§ REQUIREMENTS
Write every line out verbatim and omit the pictures.

§ SUPPLIED DATA
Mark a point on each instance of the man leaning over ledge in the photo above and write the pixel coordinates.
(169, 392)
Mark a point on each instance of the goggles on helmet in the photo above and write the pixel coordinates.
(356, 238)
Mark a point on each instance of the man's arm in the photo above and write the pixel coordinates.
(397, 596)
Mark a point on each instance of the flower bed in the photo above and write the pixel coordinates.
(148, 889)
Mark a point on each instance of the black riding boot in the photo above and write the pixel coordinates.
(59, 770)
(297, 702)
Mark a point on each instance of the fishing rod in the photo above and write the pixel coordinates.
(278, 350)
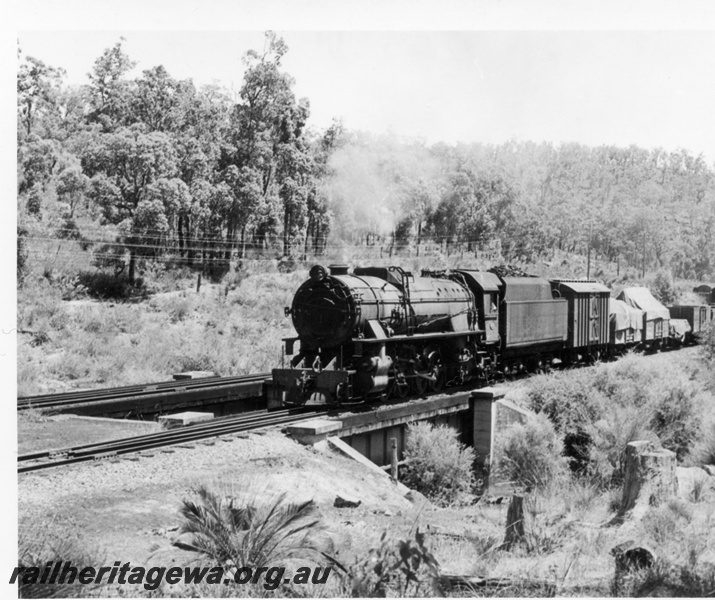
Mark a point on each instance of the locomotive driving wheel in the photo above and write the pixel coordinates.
(420, 385)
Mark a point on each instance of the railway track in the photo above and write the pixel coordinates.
(47, 459)
(148, 398)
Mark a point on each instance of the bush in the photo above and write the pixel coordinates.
(663, 288)
(106, 286)
(22, 254)
(609, 437)
(707, 341)
(437, 464)
(50, 542)
(703, 450)
(250, 533)
(665, 579)
(405, 569)
(530, 455)
(675, 418)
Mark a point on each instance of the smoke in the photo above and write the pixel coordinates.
(370, 181)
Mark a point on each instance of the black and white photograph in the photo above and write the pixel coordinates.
(359, 299)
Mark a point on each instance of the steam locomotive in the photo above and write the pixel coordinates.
(382, 332)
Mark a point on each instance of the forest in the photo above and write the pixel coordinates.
(123, 173)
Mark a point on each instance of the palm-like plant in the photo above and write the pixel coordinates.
(248, 534)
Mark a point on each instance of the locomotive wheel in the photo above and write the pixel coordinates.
(399, 391)
(420, 385)
(440, 380)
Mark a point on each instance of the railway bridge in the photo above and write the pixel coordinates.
(479, 416)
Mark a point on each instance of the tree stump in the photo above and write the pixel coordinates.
(514, 523)
(629, 559)
(649, 476)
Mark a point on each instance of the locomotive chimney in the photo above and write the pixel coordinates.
(317, 273)
(338, 269)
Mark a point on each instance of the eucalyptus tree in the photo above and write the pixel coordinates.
(131, 172)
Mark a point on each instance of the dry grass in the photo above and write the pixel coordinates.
(228, 331)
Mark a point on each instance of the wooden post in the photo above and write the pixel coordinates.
(393, 464)
(649, 476)
(514, 522)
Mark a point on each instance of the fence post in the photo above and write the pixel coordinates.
(393, 465)
(514, 522)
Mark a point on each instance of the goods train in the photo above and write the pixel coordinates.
(383, 332)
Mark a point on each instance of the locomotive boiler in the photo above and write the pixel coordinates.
(376, 331)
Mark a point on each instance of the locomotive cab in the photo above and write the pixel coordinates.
(372, 332)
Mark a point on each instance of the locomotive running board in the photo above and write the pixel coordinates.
(417, 336)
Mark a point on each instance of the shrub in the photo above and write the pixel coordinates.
(663, 288)
(609, 437)
(50, 542)
(254, 534)
(675, 418)
(569, 399)
(667, 579)
(22, 254)
(703, 450)
(405, 569)
(531, 454)
(106, 286)
(707, 341)
(437, 464)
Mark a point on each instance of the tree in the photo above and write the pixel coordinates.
(38, 86)
(71, 188)
(108, 92)
(266, 137)
(126, 167)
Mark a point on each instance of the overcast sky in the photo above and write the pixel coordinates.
(605, 87)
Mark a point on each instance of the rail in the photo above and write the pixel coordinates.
(46, 459)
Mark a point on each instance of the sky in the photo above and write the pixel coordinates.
(649, 88)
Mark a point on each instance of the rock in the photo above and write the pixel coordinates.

§ WRITTEN SOLUTION
Mark a point on each instance of the man leaning over ledge in the photo above and write the pixel coordinates.
(169, 392)
Mark a point on each instance of the goggles on helmet in the photo above and write the pixel coordinates.
(356, 238)
Mark a point on each instance of the man's arm in the photo above and write the pixel coordinates.
(397, 596)
Mark a point on each instance of the flower bed in the photo above and write the pixel coordinates.
(148, 889)
Mark a point on each instance of the black riding boot in the photo above and write the pixel coordinates.
(59, 770)
(297, 702)
Mark a point on each instance of the fishing rod in the photo above and write the pixel coordinates.
(278, 350)
Mark a point on each instance of the locomotive driving wheel in the photo above and write the pixel coordinates.
(420, 385)
Mark a point on each instance of the railway track in the photo above and write the pixel coordinates.
(47, 459)
(148, 398)
Mark a point on each instance of the bush in the photo above and write the pixel coordinates.
(663, 288)
(106, 286)
(22, 254)
(609, 437)
(707, 341)
(437, 464)
(50, 542)
(703, 450)
(250, 533)
(665, 579)
(405, 569)
(530, 455)
(675, 418)
Mark a point on each instance of the smoke in the photo above and write the pixel coordinates.
(370, 181)
Mark a point on each instance of the black and white photograph in the photo above and write the pixel coordinates.
(359, 299)
Mark a point on each instance of the steam locomotive in the photo above and write the pixel coordinates.
(382, 332)
Mark a point on each instance of the forest in the photo above and write the pixel coordinates.
(123, 173)
Mark a point on each instance of the palm-like plant in the photo above and write the pixel coordinates.
(248, 534)
Mark a point on each instance of the locomotive wheel in the photo above and write the pixel coordinates.
(399, 391)
(420, 385)
(440, 380)
Mark a point on each instance of the railway bridge in the photo above and write the pixel coordinates.
(479, 416)
Mark a point on each instance of the tree stump in the photo above and write the pixel coordinates.
(514, 523)
(629, 559)
(649, 476)
Mark a point on each instance of the locomotive chimney in the photo above and write the pixel coordinates.
(317, 273)
(338, 269)
Mark a point on each instance of the eucalyptus tree in the photo above and write the pixel coordinates.
(131, 172)
Mark a point on each instance of the dry grass in the photo above and write the pixel coordinates.
(228, 331)
Mark a point on each instance of the wooden post in the photo above and write the pixel coordinates.
(393, 464)
(649, 476)
(514, 522)
Mark a point on each instance of the fence post in the photo above and write the pixel coordinates.
(393, 465)
(514, 522)
Mark a point on each instance of the goods train in the photo above and write the pixel coordinates.
(383, 332)
Mark a point on each instance of the locomotive boiler in the photo above and write the pixel coordinates.
(376, 331)
Mark a point on each instance of the locomotive cab in the photo above and write the pixel coordinates.
(372, 332)
Mark a point on each instance of the locomotive running board in the photo above and write the pixel coordinates.
(417, 336)
Mark a point on each instance of the shrub in the photo above and write the pixel coordinates.
(663, 288)
(609, 437)
(50, 542)
(254, 534)
(675, 418)
(569, 399)
(667, 579)
(22, 254)
(703, 450)
(405, 569)
(531, 454)
(106, 286)
(707, 341)
(437, 464)
Mark a point on each instance of the tree in the photo above and write the pixel coordinates.
(38, 86)
(71, 188)
(108, 92)
(266, 137)
(126, 167)
Mark a point on each instance of the overcast sky in the photo above and write the pixel coordinates.
(605, 87)
Mark a point on each instance of the rail in the photo above and write the pixel coordinates.
(46, 459)
Mark a point on each instance of the sky in the photo above and write the pixel coordinates.
(649, 88)
Mark a point on each instance of the rock in the photo above and write the pixel coordinates.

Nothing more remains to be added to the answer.